EXERCISE:
Can you write out each of the items below again, replacing "camera-trap tally" with "wildlife survey count" and keeping everything else the same?

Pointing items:
== == ==

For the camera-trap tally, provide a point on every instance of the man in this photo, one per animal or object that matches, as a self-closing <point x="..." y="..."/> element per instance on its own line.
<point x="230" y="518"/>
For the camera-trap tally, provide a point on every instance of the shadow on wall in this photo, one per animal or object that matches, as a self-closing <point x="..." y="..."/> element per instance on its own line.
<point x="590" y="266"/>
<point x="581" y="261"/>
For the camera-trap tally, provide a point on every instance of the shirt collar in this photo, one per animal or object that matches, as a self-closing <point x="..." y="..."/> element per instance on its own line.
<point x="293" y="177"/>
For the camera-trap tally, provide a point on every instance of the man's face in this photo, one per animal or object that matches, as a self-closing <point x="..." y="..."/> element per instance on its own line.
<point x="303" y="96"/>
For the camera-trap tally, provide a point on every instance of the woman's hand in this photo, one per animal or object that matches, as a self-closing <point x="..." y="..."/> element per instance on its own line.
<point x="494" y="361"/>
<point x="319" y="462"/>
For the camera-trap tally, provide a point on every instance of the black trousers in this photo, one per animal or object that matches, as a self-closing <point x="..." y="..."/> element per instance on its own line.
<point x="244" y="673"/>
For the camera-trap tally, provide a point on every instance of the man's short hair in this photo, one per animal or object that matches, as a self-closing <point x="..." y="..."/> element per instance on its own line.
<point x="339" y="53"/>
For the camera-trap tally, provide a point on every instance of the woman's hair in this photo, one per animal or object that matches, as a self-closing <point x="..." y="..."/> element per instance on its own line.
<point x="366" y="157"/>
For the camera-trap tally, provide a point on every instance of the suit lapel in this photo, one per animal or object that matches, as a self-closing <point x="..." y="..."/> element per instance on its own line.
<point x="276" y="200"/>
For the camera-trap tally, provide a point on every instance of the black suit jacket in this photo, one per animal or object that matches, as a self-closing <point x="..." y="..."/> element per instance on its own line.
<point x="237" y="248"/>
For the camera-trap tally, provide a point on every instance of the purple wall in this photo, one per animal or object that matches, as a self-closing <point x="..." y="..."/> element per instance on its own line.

== == ==

TASK OUTPUT:
For the wildlife survey count, provide a point on every instance of the man in this photo, one per animal or object that matches, as a self-closing <point x="..." y="..."/> element per instance on its own line.
<point x="230" y="518"/>
For the wildlife survey count, provide a point on every instance of the shadow on wall in this photo, one per animal or object that matches, as a self-closing <point x="..." y="..."/> element per instance on its own line.
<point x="590" y="266"/>
<point x="581" y="261"/>
For the wildlife survey count, provide a point on every instance of the shirt collar in this photo, one per animal or object that matches, as a self-closing <point x="..." y="..."/> element per instance on its own line.
<point x="293" y="177"/>
For the wildlife survey count, provide a point on every instance of the man's face in this photo, one per animal or object that matches, as a self-closing <point x="..." y="..."/> element per instance on its own line.
<point x="303" y="96"/>
For the wildlife survey count, provide a point on every instance of the woman's hand in this photo, one per animal or object that matches, as a self-closing <point x="..." y="..."/> element per instance on its own line.
<point x="494" y="361"/>
<point x="319" y="462"/>
For the wildlife survey count, provide a point on every instance of the black trousers in this photo, one per animal or object that matches, as a self-closing <point x="..." y="..."/> element per instance on its own line.
<point x="244" y="673"/>
For the wildlife survey count, provide a point on every instance of the man's short hair in this photo, one per animal or object that matches, as a self-closing <point x="..." y="..."/> element per instance on its own line.
<point x="339" y="53"/>
For the wildlife survey count, provide a point on every instance of the woman's hair in this photo, one per animal or object that matches, as a self-closing <point x="..." y="..."/> element per instance on its own line.
<point x="366" y="157"/>
For the wildlife survey count, provide a point on every instance of the suit lapel in this photo, one per animal or object that matches, as a self-closing <point x="..." y="..."/> element per instance on its own line.
<point x="276" y="200"/>
For the wildlife survey count, provide a point on every instance of the black suit jacket in this photo, one per animal or object that matches, as a self-closing <point x="..." y="..."/> element per instance on its own line.
<point x="237" y="248"/>
For the wildlife survey count, provide a point on every instance of the purple wall in this photo, one per animal or object that matches, as a self-closing <point x="..." y="..."/> element per instance on its own line.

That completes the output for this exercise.